• **Problem requirements**
Rewrite the entries as a numbered list, starting with the line that contains "Segment every instance of the grey sweatpants." and going on through the line that contains "65 256 L 75", and leave out any blank lines. Include both of those lines and nothing outside that range.

===== Data for processing =====

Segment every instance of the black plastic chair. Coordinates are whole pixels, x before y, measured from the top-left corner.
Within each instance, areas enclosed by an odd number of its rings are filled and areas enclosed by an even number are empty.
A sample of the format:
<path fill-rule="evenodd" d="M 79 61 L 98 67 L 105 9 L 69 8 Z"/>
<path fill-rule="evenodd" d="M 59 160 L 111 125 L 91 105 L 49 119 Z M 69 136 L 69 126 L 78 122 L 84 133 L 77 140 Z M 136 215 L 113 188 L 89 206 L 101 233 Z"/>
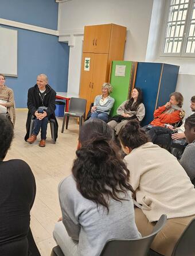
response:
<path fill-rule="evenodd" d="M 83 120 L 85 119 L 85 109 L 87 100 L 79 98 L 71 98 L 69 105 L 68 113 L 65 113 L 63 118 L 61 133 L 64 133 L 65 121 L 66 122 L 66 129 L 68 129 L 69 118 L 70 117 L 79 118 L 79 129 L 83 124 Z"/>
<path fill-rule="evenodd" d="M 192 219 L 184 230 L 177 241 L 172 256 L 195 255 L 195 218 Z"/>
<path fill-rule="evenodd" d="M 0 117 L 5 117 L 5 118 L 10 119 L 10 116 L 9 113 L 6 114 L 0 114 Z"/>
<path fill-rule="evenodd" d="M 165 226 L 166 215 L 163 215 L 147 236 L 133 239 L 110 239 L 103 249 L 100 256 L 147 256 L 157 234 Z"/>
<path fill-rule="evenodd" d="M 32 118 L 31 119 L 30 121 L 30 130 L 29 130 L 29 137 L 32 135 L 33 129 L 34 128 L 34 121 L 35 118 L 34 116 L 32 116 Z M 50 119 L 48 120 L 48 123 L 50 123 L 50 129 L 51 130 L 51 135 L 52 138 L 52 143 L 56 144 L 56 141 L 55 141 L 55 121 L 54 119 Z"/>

=====
===== Data for processing =====

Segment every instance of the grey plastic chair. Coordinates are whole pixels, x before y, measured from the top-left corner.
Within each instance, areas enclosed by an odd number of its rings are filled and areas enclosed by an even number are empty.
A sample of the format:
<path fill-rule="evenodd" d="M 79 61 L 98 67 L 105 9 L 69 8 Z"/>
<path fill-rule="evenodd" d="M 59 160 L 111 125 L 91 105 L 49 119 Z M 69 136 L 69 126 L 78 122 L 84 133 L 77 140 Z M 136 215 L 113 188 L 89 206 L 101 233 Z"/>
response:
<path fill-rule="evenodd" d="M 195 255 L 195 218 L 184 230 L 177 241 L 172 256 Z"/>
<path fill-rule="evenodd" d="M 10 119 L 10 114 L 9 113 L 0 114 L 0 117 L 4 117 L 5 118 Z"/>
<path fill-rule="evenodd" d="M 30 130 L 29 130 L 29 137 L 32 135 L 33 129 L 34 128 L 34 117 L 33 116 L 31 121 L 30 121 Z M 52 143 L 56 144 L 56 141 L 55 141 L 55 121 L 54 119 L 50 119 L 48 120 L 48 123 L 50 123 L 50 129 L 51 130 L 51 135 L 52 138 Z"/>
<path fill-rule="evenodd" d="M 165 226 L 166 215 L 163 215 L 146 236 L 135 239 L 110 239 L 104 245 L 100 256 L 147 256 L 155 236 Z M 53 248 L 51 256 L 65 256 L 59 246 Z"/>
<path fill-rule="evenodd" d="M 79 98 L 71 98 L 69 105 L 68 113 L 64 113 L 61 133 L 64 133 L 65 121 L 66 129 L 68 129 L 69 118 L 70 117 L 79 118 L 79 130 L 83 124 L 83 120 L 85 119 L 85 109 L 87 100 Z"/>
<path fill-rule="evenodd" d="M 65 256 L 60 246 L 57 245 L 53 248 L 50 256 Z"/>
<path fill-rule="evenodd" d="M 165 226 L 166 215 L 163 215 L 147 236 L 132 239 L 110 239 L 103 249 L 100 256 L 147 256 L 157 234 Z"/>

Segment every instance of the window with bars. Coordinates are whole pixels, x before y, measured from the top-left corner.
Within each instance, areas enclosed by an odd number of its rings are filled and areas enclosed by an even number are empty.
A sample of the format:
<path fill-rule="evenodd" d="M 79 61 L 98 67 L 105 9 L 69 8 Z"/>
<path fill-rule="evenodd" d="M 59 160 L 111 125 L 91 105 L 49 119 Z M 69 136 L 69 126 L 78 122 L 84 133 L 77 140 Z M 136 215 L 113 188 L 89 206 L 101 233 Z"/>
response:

=====
===== Data for processing =====

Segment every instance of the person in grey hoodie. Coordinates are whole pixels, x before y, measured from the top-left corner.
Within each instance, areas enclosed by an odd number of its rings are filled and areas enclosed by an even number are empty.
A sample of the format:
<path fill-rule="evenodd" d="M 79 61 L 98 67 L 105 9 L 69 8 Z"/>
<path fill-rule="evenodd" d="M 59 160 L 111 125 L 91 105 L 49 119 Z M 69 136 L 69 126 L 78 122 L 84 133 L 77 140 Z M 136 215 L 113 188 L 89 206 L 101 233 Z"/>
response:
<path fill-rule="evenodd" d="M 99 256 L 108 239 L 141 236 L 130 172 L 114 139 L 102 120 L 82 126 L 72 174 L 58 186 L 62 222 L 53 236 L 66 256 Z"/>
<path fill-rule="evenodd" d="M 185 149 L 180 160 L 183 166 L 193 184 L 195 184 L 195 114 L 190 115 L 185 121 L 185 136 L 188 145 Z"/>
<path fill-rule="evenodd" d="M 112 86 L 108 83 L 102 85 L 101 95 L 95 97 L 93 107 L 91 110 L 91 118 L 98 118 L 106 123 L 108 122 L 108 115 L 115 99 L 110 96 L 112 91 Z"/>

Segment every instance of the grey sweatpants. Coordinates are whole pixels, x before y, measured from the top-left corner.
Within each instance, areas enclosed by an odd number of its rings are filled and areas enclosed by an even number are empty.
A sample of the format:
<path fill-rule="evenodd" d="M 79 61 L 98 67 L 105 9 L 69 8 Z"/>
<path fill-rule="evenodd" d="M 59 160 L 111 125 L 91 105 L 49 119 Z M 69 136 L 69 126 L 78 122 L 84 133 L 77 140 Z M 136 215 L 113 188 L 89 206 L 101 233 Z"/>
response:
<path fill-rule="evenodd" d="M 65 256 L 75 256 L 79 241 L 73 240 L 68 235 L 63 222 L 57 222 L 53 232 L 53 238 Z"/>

=====

• **Written solution**
1. Segment every instance of the grey sweatpants. Coordinates are whole pixels, x before y, measured from the top-left corner.
2. Within each instance, areas enclosed by an odd number of its rings are filled and areas enclosed by an even number are empty.
3. A sample of the format:
4. <path fill-rule="evenodd" d="M 79 61 L 98 67 L 105 9 L 69 8 Z"/>
5. <path fill-rule="evenodd" d="M 59 160 L 111 125 L 91 105 L 49 119 Z M 69 136 L 69 126 L 78 122 L 84 133 L 77 140 Z M 136 215 L 113 188 L 89 206 L 101 233 Z"/>
6. response:
7. <path fill-rule="evenodd" d="M 65 256 L 75 256 L 79 241 L 73 240 L 68 235 L 63 222 L 57 222 L 53 232 L 53 238 Z"/>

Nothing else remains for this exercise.